* [ЗАДАНИЕ]: Укажите, сколько статей об «Онегине» написал Белинский, согласно отрывку о Пушкине и Белинском.

* [ПРЕДЛОЖЕННЫЙ ОТРЫВОК]:
######
Д. И. Писарев. Пушкин и Белинский (1 гл.). Евгений Онегин - глава 1

Вернуться на предыдущую страницу

"Онегин, - говорит Белинский, - есть самое задушевное произведение

Пушкина, самое любимое дитя его фантазии, и можно указать слишком на немногие творения, в которых личность поэта отразилась бы с такой полнотой, светло и ясно, как отразилась в "Онегине" личность Пушкина. Здесь вся жизнь, вся душа, вся любовь его; здесь его чувства, понятия, идеалы. Оценить такое произведение - значит оценить самого поэта во всем объеме его творческой деятельности" (Соч. Белинского, т. VIII, стр. 509). Действительно, "Онегин" серьезнее всех произведений Пушкина; в этом романе поэт становится лицом к лицу с современной действительностью, старается вдуматься в нее как можно глубже и, по крайней мере, не истощает своей фантазии в эффектных, но совершенно бесплодных изображениях младых черкешенок, влюбленных ханов, высоконравственных цыган и неправдоподобно гнусных изменников, которые "неведают святыни и не помнят благостыни".

Если творческая деятельность Пушкина дает какие-нибудь ответы на те вопросы, которые ставит действительная жизнь, то, без сомнения, этих ответов мы должны искать в "Евгении Онегине". К разбору "Онегина" Белинский приступал с благоговением и, как он сам сознается, н_е б_е_з н_е_к_о_т_о_р_о_й р_о_б_о_с_т_и. Об "Онегине" Белинский написал две большие статьи; он говорит, что "эта поэма имеет для нас, русских, огромное историческое и общественное значение" и что "в ней Пушкин является представителем пробудившегося общественного самосознания".

Посмотрим, насколько самый роман оправдывает и объясняет собою все эти восторги нашего гениального критика. Прежде всего надо решить вопрос: что за человек сам Евгений Онегин? Белинский определяет Онегина так: "Онегин - добрый малый, но при этом недюжинный человек. Он не годится в гении, не лезет в великие люди, но бездеятельность и пошлость жизни душат его; он даже не знает, что ему надо, чего ему хочется; но он знает и очень хорошо знает, что ему не надо, что ему не хочется того, чем так довольна, так счастлива самолюбивая посредственность" (стр. 546, 547). Сам Пушкин относится к своему герою с уважением и любовью:

Мне нравились его черты,

Мечтам невольная преданность,

Неподражательная странность

И резкий охлажденный ум.
######
Данные для указания
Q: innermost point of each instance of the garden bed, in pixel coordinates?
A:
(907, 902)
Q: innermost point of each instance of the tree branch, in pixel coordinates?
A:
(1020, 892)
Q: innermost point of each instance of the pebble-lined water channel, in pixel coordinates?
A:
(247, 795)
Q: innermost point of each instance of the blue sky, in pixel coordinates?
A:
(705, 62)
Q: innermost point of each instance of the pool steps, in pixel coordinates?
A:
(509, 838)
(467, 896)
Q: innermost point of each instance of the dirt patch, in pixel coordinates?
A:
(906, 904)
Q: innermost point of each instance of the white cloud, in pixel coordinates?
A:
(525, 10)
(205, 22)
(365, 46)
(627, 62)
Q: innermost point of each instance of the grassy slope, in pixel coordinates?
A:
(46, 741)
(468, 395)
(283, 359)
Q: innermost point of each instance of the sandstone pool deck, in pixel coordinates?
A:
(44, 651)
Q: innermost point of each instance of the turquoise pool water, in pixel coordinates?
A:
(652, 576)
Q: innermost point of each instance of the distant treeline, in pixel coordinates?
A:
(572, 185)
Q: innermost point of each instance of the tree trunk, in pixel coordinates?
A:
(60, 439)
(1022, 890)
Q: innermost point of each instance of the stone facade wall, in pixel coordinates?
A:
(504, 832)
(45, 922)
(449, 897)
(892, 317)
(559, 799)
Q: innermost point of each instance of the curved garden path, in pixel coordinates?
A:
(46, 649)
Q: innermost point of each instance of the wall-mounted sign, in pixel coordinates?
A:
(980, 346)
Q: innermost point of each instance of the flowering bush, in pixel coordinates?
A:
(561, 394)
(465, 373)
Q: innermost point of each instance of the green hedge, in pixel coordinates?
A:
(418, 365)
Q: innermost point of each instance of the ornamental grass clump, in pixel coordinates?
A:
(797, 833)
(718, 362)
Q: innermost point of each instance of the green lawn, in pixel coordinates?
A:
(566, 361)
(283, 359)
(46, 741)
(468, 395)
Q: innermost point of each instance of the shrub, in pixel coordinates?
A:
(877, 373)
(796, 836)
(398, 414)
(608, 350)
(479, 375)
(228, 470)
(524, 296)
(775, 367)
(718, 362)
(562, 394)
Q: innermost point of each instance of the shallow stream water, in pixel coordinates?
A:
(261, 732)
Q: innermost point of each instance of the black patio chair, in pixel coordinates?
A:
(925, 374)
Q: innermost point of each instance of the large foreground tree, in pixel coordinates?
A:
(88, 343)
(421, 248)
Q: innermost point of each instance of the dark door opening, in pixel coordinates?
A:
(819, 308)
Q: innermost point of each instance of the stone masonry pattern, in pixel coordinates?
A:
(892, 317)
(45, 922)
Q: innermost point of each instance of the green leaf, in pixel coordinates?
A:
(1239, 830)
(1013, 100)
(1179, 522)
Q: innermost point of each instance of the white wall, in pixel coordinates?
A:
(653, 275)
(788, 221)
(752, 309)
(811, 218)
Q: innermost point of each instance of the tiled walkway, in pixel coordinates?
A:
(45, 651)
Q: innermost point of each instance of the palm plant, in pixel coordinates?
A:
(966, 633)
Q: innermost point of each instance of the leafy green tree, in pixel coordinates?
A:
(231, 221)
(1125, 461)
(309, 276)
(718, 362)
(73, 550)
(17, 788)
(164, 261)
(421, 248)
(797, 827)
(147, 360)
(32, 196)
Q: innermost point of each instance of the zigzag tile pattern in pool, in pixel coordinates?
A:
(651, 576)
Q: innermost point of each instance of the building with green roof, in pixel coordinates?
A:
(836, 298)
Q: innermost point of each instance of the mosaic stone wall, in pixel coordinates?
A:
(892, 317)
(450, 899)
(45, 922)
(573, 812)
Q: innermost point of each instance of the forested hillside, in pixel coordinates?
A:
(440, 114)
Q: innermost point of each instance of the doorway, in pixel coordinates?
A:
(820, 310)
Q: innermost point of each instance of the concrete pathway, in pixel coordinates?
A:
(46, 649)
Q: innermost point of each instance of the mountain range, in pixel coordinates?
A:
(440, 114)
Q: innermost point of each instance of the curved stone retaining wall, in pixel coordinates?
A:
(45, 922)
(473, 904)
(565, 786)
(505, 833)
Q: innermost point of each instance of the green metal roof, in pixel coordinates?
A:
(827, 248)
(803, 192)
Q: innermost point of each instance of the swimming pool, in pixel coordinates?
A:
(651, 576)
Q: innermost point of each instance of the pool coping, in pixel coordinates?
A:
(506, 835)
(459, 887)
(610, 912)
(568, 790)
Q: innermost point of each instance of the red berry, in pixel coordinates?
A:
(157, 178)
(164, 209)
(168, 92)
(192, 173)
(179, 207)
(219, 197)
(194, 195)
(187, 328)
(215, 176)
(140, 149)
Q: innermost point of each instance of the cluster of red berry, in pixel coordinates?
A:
######
* [ПИСЬМЕННОЕ РЕШЕНИЕ]: Белинский написал об «Онегине» две большие статьи.